(Beginning of SUPPLIED DATA)

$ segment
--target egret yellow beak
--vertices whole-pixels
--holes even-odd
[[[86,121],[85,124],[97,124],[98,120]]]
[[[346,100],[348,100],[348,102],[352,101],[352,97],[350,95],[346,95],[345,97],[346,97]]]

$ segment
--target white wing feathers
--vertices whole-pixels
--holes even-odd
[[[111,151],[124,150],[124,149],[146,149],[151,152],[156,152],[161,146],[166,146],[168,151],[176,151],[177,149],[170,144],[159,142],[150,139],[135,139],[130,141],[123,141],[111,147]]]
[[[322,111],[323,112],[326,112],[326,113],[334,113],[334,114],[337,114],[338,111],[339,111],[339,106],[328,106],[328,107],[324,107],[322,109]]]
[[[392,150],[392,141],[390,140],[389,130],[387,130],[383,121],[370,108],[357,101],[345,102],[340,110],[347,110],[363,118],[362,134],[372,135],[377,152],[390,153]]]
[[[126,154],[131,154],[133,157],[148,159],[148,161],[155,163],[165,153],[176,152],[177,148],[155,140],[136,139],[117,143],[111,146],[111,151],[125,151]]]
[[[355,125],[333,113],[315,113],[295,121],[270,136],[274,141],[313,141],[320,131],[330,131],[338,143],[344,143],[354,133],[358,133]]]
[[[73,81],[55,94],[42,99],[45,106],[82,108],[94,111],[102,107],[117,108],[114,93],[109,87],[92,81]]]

(End of SUPPLIED DATA)

## WHAT NEEDS TO BE DONE
Exact duplication of all the data above is expected.

## ANSWER TO THE EXERCISE
$ segment
--target egret yellow beak
--vertices whole-pixels
--holes even-odd
[[[86,121],[85,124],[97,124],[98,120]]]
[[[346,100],[348,100],[348,102],[352,101],[352,97],[350,95],[346,95],[345,97],[346,97]]]

$ segment
--target white wing feathers
--vertices whole-pixels
--holes even-odd
[[[111,151],[124,150],[124,149],[146,149],[151,152],[156,152],[161,146],[166,146],[168,151],[176,151],[177,149],[170,144],[159,142],[150,139],[135,139],[130,141],[123,141],[111,147]]]
[[[322,111],[323,112],[326,112],[326,113],[334,113],[334,114],[337,114],[338,111],[339,111],[339,106],[328,106],[328,107],[324,107],[322,109]]]
[[[392,150],[392,141],[390,140],[389,130],[387,130],[383,121],[370,108],[357,101],[345,102],[340,110],[347,110],[363,118],[362,134],[372,135],[377,152],[390,153]]]
[[[126,154],[131,154],[133,157],[148,159],[148,161],[155,163],[165,153],[176,152],[177,148],[155,140],[136,139],[117,143],[111,146],[111,151],[125,151]]]
[[[355,125],[333,113],[315,113],[295,121],[270,136],[274,141],[313,141],[320,131],[330,131],[338,143],[344,143],[354,133],[358,133]]]
[[[73,81],[55,94],[42,99],[45,106],[82,108],[94,111],[102,107],[117,108],[114,93],[109,87],[92,81]]]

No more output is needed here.